[BEGIN]
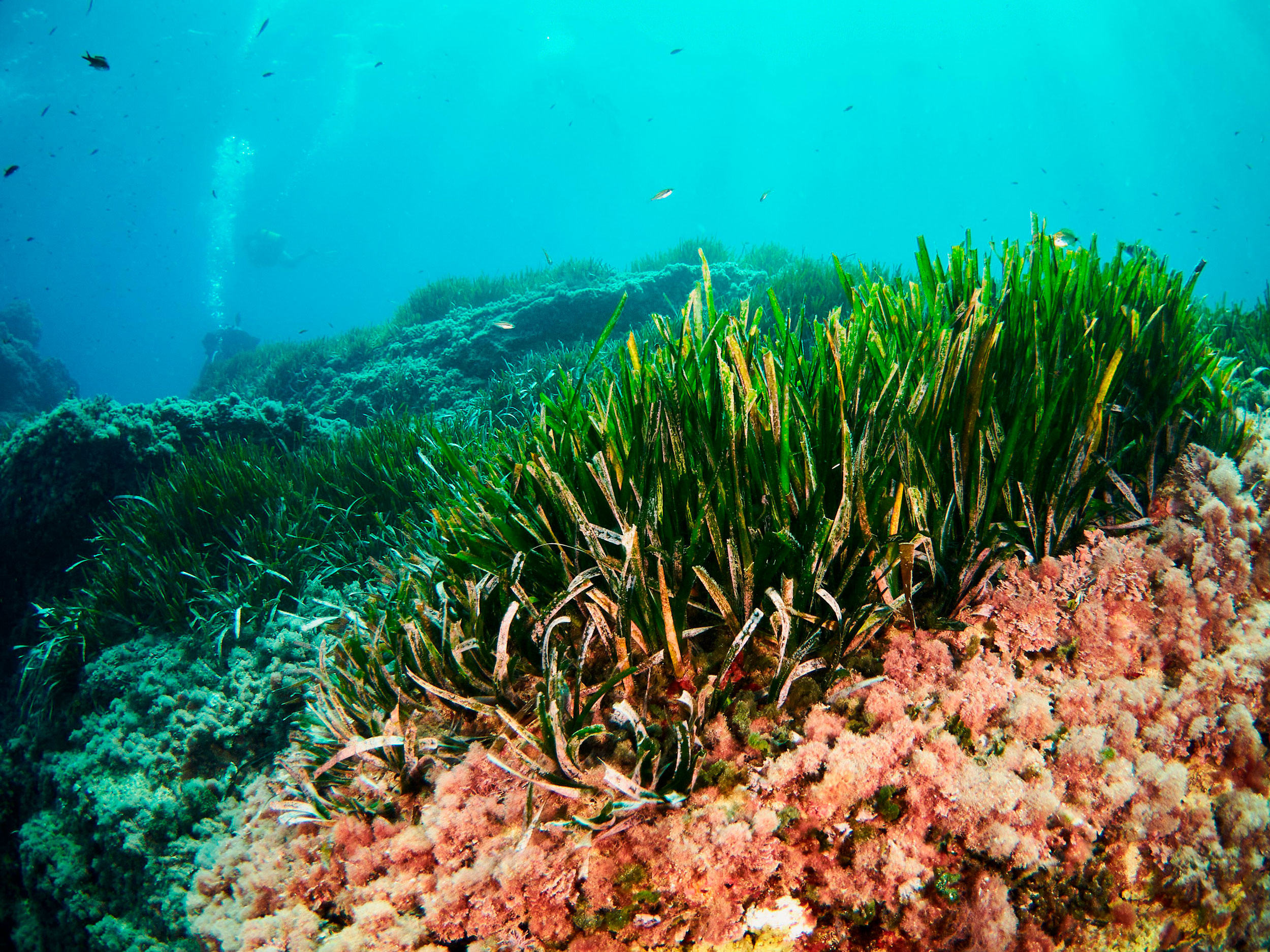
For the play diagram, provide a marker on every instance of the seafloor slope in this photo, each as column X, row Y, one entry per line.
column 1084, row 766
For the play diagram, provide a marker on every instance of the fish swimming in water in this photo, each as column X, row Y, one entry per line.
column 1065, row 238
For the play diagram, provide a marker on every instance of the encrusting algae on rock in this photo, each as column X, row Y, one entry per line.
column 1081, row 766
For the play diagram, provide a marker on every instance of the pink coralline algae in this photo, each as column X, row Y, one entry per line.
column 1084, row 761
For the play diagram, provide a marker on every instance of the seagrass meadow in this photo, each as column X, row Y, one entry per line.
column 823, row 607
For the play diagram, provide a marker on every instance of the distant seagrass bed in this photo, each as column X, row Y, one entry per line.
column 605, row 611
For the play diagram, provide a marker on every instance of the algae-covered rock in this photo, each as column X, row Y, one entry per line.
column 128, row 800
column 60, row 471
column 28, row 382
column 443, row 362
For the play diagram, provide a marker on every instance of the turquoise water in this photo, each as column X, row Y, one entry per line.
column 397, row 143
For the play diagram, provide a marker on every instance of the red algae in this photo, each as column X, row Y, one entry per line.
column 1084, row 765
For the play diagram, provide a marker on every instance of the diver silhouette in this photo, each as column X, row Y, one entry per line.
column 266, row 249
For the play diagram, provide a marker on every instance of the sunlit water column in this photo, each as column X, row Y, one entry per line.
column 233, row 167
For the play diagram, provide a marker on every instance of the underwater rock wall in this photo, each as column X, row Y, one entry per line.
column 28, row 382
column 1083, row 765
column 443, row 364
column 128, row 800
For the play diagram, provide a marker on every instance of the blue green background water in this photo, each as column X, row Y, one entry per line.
[END]
Rewrite all of the lines above, putting "match diagram" in place of every "play diagram" and keeping everything else the same. Leave the pictures out of your answer.

◆ Correct response
For the match diagram, provide a marker on every instance of the seafloor slope in this photo, each as column X, row Y, one entry per line.
column 1084, row 766
For the match diagram, provide a marker on every instance of the fish swimming in water in this photo, each as column X, row Y, one entry per line.
column 1065, row 238
For the match diagram, provide a marker on every instance of the encrusting algae on rock in this photo, each as column X, row Y, one entry per line.
column 1081, row 766
For the match diagram, provide a marker on every instance of the pink coralline algae in this photo, each as column X, row Y, one entry per line.
column 1084, row 761
For the match diagram, provide a marker on every instance of the seagrass meadow in this photo, each as column X, row Y, one entry per line.
column 823, row 607
For the match diagram, provide a marker on every instance of the distant seagrass bed in this photo, each as column X, row Y, one entry per line.
column 605, row 611
For the match diagram, provide a marker on every instance of the algae-covered rock in this photo, each as column X, row Y, one entry per line.
column 128, row 800
column 60, row 471
column 28, row 382
column 443, row 362
For the match diagram, provide a marker on every instance of the turquoise water in this photo, each as column X, row Y, one entry per line.
column 397, row 143
For the match diagram, provide a marker on every instance of the red algae in this photo, each as column X, row Y, one entry per line.
column 1084, row 765
For the match diagram, provide a marker on every instance of the diver silhouette in this photo, each as column X, row Y, one entry per line.
column 266, row 249
For the match diagram, provide a marker on every instance of the sunlit water column in this photo, each as column X, row Y, one entry per line.
column 233, row 167
For the match diagram, provide a marker on every instance of the underwater rock wall in this photo, each as column X, row Y, one entry per line.
column 28, row 382
column 1083, row 765
column 443, row 364
column 128, row 800
For the match diagram, provide a marker on every instance of the blue green background water in this photo, each as column X, row Y, one entry per line.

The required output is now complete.